> [HOW TO COMPLETE THIS TASK] Pictures aside, copy exactly the lines running from the one with "player in white" to the end of the records.

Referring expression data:

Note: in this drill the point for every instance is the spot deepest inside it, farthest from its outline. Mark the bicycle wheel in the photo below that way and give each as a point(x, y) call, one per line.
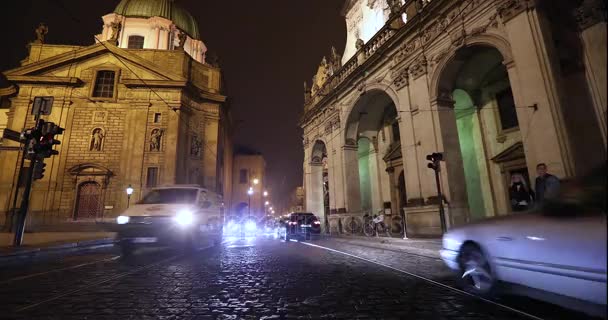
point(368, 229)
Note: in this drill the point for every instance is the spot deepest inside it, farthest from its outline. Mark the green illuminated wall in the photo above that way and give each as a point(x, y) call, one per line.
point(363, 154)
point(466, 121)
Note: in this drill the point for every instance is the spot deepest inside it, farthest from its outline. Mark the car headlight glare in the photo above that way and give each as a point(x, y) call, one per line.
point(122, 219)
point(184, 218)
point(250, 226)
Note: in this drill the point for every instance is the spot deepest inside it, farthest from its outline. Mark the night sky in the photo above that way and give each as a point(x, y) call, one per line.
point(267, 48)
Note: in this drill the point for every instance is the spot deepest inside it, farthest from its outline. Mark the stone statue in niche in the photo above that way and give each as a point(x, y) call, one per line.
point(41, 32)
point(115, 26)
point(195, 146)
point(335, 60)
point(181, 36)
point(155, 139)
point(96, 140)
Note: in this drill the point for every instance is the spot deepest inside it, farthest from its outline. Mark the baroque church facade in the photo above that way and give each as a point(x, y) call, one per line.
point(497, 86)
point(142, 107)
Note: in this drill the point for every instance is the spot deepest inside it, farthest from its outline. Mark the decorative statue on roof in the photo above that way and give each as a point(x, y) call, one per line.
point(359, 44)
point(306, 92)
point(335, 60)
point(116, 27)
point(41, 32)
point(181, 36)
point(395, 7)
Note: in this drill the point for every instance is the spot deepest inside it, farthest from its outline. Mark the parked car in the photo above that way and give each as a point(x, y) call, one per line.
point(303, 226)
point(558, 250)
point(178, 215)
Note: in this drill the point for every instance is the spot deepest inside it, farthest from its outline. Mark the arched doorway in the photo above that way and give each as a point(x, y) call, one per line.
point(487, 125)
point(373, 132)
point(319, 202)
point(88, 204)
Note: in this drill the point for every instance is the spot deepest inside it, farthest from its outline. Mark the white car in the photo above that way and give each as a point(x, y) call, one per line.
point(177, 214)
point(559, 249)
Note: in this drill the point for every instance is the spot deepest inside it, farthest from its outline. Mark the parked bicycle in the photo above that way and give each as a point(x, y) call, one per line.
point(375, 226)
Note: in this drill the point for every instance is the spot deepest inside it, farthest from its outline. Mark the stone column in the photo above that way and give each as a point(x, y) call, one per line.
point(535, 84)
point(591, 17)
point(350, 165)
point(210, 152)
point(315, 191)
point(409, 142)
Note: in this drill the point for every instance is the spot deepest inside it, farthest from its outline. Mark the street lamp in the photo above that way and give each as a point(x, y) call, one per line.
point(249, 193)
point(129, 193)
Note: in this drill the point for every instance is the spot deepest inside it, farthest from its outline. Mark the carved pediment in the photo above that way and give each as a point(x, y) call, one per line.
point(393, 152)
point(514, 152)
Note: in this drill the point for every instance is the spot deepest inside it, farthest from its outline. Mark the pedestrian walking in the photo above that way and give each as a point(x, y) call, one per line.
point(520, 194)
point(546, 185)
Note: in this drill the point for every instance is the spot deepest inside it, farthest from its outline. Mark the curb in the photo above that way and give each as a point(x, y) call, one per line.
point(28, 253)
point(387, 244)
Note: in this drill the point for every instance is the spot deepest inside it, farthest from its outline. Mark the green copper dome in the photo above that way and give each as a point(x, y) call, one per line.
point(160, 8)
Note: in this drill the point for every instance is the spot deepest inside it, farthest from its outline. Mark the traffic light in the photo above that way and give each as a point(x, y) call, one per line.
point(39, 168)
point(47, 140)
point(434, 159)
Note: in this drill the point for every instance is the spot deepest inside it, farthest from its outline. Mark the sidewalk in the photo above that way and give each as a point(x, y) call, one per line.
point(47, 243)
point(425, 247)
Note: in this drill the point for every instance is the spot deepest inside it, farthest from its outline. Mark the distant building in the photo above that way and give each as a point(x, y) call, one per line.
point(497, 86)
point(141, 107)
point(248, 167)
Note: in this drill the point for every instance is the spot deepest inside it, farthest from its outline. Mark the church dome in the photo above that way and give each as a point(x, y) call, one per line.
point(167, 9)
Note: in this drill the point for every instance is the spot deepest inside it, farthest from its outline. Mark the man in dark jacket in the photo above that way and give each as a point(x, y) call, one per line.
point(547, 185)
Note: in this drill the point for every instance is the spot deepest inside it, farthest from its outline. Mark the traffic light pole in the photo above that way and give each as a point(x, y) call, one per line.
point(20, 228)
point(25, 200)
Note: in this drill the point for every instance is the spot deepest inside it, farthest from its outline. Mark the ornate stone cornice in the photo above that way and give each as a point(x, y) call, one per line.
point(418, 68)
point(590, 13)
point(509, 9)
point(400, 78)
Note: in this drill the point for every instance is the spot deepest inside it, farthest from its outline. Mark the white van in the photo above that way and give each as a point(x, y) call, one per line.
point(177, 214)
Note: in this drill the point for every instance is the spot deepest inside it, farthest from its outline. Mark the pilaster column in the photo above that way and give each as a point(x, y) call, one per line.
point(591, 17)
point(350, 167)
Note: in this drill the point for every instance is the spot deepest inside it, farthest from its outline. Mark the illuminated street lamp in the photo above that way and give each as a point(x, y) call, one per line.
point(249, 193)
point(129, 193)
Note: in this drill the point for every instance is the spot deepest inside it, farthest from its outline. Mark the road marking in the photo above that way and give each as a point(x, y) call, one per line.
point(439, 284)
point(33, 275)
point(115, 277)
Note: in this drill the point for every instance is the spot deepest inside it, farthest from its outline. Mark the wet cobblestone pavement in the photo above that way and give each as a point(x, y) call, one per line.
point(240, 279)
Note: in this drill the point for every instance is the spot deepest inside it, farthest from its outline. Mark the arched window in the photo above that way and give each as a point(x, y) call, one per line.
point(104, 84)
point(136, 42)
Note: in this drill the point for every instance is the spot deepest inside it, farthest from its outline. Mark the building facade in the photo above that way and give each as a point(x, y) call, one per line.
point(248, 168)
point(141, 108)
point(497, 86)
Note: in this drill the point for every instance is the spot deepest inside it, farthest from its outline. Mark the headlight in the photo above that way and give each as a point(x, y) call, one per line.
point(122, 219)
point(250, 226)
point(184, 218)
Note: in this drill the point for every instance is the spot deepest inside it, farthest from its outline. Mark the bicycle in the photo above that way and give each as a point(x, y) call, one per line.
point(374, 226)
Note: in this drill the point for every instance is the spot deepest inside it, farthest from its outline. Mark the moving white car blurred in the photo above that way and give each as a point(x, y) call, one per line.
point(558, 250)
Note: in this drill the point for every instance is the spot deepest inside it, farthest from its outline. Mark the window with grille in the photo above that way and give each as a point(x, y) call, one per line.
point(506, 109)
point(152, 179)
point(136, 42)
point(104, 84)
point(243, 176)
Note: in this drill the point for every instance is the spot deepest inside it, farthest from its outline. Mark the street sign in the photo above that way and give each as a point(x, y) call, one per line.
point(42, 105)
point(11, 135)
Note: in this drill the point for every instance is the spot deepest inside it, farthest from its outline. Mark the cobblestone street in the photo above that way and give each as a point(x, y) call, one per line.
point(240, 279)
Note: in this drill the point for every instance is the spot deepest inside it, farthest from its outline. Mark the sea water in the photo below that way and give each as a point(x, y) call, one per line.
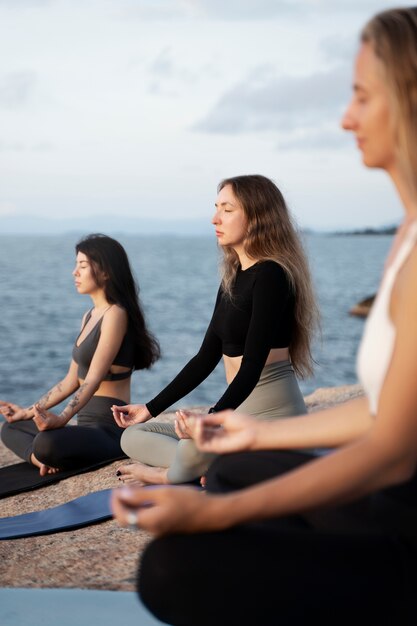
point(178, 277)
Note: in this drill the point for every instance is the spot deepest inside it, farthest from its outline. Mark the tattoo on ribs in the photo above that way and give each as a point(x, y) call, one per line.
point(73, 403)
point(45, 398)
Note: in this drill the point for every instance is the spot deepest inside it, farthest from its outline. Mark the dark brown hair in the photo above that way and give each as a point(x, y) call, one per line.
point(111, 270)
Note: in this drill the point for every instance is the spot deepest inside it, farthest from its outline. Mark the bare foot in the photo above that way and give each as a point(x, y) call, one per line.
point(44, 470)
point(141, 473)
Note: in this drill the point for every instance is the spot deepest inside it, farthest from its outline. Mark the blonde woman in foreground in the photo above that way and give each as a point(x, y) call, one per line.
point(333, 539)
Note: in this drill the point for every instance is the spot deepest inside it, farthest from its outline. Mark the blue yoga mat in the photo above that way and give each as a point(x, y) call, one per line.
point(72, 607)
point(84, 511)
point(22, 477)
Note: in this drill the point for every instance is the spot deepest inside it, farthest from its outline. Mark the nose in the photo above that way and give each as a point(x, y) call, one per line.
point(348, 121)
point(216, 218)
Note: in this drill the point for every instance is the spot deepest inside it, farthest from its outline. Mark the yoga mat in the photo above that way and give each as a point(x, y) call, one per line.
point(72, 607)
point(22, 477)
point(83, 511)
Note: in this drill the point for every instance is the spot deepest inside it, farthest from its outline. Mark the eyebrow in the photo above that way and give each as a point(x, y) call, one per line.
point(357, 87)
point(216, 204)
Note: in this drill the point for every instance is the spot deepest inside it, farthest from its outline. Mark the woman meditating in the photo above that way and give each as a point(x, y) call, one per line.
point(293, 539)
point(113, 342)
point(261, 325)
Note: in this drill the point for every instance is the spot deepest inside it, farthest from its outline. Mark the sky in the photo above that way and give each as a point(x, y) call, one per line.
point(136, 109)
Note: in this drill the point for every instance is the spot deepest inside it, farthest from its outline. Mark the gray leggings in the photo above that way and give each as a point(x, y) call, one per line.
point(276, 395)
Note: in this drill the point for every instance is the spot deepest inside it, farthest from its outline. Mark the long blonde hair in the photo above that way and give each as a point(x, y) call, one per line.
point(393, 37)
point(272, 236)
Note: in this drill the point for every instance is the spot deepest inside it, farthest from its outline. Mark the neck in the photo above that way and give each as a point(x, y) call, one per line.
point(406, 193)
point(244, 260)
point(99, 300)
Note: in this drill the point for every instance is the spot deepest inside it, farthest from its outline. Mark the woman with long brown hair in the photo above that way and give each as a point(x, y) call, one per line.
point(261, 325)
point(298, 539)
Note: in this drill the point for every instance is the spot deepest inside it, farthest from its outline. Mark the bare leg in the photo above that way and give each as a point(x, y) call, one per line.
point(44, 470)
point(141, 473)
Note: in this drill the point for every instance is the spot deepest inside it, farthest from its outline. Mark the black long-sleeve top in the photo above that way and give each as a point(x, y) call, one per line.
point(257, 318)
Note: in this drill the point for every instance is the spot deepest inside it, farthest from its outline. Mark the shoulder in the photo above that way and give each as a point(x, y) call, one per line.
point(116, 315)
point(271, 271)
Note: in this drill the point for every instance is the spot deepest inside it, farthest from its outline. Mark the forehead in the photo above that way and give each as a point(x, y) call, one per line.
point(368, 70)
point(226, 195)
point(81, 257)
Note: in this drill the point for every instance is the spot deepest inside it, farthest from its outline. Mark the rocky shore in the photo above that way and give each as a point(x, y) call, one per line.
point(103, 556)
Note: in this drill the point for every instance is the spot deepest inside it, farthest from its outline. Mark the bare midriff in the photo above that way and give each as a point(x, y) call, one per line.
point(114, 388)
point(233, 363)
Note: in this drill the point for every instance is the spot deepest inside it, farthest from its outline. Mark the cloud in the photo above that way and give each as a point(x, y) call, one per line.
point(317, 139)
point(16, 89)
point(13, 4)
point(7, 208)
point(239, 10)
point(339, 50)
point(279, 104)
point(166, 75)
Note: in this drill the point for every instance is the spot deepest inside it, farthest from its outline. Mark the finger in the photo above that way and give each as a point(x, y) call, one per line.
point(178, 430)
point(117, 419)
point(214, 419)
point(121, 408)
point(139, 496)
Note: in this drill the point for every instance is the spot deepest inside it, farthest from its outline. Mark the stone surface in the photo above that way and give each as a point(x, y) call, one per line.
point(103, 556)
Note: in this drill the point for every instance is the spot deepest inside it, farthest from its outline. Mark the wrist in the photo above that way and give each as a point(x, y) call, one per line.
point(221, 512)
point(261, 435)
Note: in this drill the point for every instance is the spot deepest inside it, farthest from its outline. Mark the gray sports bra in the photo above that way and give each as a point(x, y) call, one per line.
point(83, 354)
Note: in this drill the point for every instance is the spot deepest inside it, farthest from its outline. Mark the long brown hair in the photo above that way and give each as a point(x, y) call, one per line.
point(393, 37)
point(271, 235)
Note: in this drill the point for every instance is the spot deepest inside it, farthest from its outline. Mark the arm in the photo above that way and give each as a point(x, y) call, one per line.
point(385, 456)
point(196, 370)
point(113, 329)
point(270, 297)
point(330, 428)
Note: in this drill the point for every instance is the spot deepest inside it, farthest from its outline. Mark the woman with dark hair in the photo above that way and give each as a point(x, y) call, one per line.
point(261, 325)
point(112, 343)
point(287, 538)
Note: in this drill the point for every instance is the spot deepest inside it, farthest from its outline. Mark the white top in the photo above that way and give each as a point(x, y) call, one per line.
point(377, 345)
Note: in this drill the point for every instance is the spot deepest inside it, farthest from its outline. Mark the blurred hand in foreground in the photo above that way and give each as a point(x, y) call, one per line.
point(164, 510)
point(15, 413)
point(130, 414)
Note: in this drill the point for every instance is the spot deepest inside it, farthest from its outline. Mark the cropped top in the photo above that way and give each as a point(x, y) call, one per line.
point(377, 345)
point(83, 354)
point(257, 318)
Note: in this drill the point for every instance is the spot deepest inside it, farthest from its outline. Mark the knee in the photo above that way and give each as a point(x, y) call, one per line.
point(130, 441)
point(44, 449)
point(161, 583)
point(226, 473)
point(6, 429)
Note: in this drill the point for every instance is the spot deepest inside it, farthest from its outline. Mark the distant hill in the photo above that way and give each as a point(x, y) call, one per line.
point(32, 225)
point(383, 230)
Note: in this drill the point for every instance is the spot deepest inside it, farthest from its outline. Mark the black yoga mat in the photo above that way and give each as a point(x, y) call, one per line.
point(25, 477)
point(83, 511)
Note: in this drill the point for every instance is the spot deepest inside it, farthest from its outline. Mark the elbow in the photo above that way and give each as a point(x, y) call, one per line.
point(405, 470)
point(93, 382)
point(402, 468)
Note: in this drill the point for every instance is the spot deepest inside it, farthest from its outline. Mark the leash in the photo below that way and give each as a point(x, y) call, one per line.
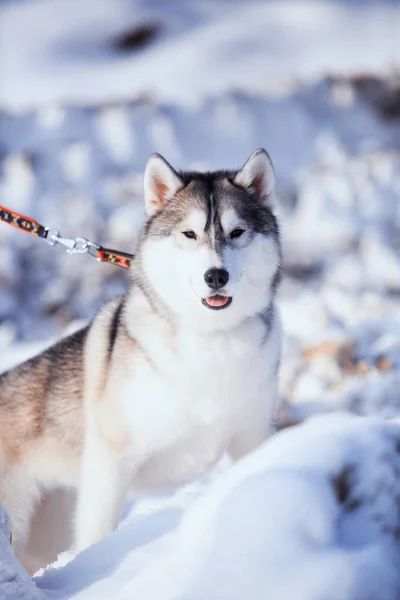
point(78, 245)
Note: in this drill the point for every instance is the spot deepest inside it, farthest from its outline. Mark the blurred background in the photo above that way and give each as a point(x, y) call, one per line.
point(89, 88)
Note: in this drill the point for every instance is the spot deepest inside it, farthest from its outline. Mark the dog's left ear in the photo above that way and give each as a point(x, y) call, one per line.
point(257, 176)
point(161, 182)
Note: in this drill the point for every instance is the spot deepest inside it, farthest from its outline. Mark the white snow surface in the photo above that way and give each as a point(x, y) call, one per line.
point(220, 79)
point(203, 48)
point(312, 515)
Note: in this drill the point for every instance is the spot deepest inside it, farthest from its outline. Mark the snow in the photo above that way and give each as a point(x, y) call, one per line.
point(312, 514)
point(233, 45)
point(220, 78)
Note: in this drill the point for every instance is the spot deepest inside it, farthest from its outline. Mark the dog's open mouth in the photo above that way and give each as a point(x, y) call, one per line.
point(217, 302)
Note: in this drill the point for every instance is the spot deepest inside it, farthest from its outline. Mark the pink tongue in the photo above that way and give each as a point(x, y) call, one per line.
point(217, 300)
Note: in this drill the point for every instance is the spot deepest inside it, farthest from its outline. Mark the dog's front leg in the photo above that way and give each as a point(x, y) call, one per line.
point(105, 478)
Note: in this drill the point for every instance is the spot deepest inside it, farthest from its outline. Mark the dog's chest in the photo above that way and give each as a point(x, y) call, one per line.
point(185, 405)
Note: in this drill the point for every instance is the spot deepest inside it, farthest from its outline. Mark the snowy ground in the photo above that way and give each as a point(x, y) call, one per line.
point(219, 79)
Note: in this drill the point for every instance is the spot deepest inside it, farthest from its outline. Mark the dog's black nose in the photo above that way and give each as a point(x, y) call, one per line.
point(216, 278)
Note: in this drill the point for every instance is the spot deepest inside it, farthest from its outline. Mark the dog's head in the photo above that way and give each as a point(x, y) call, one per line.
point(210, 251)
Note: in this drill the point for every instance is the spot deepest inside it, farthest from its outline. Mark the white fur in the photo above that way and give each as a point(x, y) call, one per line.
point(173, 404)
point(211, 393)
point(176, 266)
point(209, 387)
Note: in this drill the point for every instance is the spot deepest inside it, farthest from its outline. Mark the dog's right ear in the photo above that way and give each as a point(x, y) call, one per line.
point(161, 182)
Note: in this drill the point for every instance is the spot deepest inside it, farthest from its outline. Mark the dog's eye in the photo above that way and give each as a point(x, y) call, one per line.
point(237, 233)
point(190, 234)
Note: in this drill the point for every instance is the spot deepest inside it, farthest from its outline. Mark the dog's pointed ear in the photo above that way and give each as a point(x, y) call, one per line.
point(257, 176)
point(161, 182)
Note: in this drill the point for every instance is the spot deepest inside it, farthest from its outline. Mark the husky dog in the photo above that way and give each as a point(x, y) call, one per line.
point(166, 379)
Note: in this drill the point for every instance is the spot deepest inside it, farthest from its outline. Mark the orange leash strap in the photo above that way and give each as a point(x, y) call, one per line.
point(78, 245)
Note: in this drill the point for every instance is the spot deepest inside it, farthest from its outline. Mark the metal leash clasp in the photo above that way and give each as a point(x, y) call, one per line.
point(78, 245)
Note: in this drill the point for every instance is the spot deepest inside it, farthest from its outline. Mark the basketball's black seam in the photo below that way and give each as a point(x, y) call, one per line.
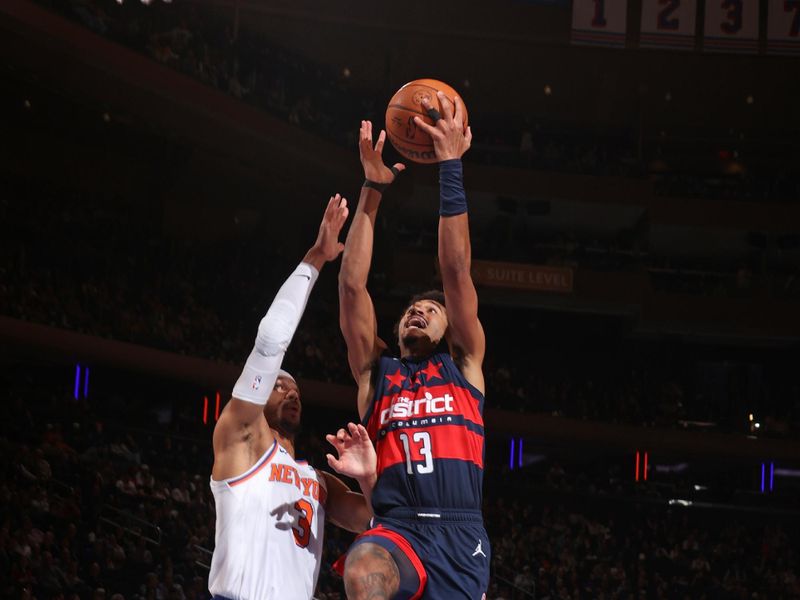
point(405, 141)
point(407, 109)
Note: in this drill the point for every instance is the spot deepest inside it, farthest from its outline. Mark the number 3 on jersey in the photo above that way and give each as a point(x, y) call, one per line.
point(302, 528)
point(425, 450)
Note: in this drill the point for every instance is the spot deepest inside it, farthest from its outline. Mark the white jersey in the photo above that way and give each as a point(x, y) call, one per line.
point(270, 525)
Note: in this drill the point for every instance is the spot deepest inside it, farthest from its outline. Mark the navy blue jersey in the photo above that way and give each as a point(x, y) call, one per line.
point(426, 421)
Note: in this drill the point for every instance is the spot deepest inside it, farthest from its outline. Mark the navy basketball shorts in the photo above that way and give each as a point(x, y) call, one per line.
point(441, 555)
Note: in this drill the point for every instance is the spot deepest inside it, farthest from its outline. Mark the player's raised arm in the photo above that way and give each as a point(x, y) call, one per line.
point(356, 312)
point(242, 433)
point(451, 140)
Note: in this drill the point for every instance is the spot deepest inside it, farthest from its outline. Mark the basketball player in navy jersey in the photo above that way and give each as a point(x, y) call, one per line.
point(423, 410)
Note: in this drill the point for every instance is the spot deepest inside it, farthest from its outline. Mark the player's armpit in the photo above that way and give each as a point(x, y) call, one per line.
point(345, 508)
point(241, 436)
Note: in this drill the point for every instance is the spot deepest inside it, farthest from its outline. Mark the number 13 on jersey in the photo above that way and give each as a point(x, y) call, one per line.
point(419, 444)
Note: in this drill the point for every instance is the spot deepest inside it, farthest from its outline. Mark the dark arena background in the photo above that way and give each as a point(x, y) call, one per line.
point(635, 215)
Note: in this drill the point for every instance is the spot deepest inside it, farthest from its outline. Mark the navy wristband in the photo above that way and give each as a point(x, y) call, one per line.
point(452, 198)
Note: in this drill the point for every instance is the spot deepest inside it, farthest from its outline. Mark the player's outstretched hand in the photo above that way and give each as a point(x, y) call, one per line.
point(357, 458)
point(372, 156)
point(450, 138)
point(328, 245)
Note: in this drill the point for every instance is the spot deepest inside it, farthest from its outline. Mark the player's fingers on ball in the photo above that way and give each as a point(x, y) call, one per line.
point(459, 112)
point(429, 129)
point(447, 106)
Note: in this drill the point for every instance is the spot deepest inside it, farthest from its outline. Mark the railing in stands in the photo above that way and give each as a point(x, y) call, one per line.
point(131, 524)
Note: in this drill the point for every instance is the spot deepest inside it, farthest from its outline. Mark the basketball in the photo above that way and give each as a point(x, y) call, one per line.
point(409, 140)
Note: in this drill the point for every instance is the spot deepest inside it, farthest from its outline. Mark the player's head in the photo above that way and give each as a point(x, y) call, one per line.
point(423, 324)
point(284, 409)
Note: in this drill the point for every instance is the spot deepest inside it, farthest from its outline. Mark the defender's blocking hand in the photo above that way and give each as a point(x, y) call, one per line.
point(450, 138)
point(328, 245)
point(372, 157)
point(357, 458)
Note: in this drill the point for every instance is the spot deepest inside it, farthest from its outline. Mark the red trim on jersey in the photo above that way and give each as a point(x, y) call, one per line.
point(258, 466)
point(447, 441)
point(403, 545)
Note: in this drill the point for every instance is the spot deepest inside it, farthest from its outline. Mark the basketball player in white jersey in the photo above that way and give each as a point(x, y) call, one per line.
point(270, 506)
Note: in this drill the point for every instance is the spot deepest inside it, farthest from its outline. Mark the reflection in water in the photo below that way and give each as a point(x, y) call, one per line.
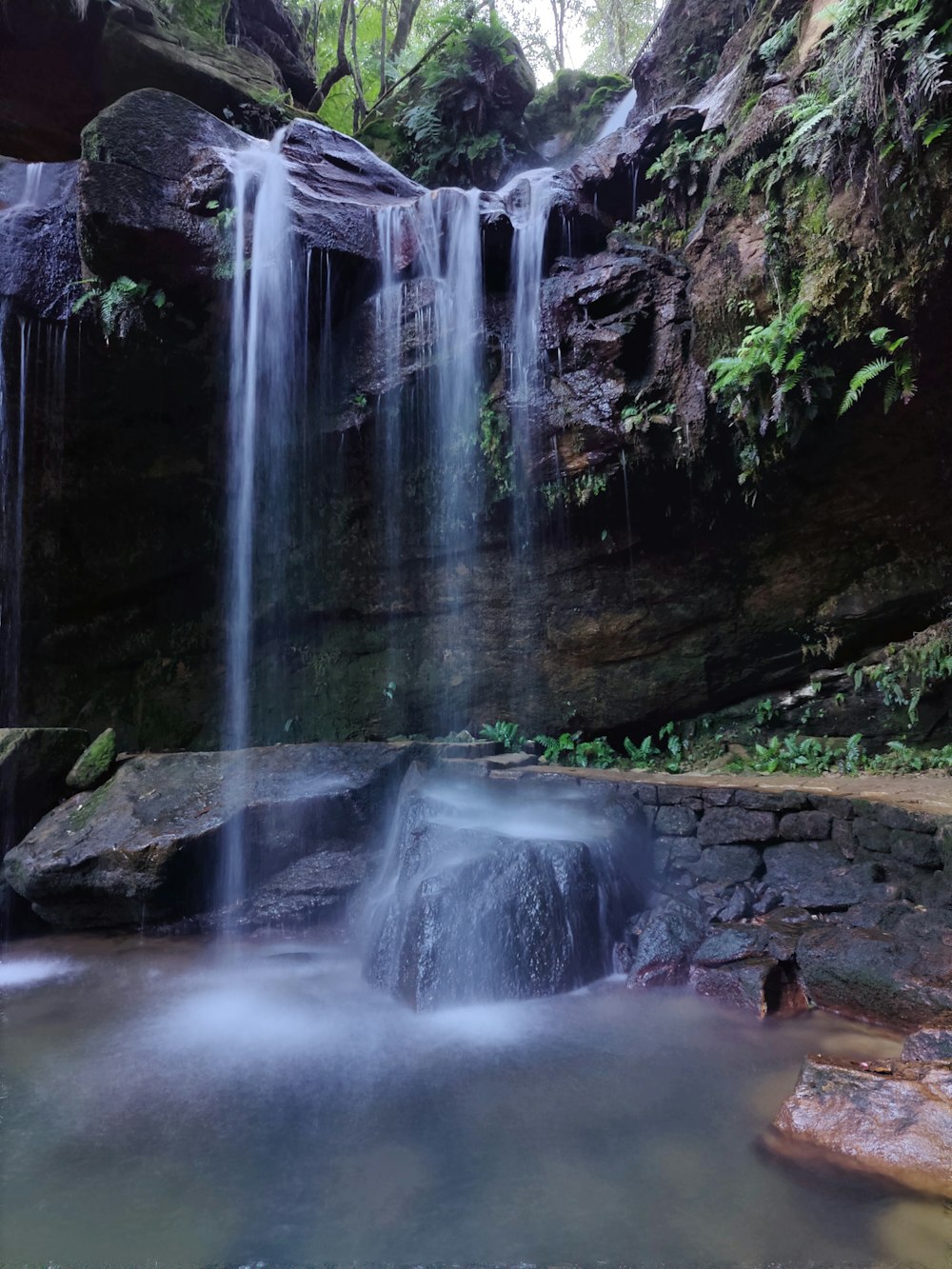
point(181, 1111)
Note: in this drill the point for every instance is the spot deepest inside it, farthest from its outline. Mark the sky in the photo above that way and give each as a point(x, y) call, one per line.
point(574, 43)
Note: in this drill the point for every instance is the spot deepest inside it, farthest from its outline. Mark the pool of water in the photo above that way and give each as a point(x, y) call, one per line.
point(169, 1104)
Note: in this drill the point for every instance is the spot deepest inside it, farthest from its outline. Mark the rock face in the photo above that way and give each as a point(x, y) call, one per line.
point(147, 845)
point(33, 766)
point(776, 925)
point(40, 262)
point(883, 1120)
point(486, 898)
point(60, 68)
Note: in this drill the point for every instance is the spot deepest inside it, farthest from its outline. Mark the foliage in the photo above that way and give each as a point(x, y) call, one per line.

> [RESULT FOR THIS TASK]
Note: in this drill the point for every instance is the spot deepest inside it, farthest from its outline. Mark the basketball player in white jersey in the photo above that way and give each as a point(x, y) call, one per line.
point(270, 506)
Note: in this drill the point for every instance is the spot deepest inside it, farthest from its outline. Mark the reflection in water in the photo below that way and give each as a point(x, y) call, one per line.
point(181, 1111)
Note: in this drill the point for every instance is the spot deepest inside it, farthest from its outline. Mark the sky in the photo above that way and give each as a point(x, y) call, one per line.
point(574, 43)
Note: in this drill the point for every instance is the spot deepest inside it, farthest from its outline. Mark the pool of water in the photo above that way and give each as a point(x, y) call, one per line.
point(169, 1104)
Note: in this drill the point for every instance is the spot deepest inside it, farthest from its outline. Mark the rock face in the photo above that way and give each as a point(x, y) call, one per line.
point(147, 845)
point(33, 766)
point(776, 925)
point(40, 262)
point(883, 1120)
point(486, 898)
point(60, 68)
Note: in this drill the point for every instance is the spot deepest inside it, farthest from its outline. Mark the foliage in the photo above that way and give each as a point(x, y) call, one per line.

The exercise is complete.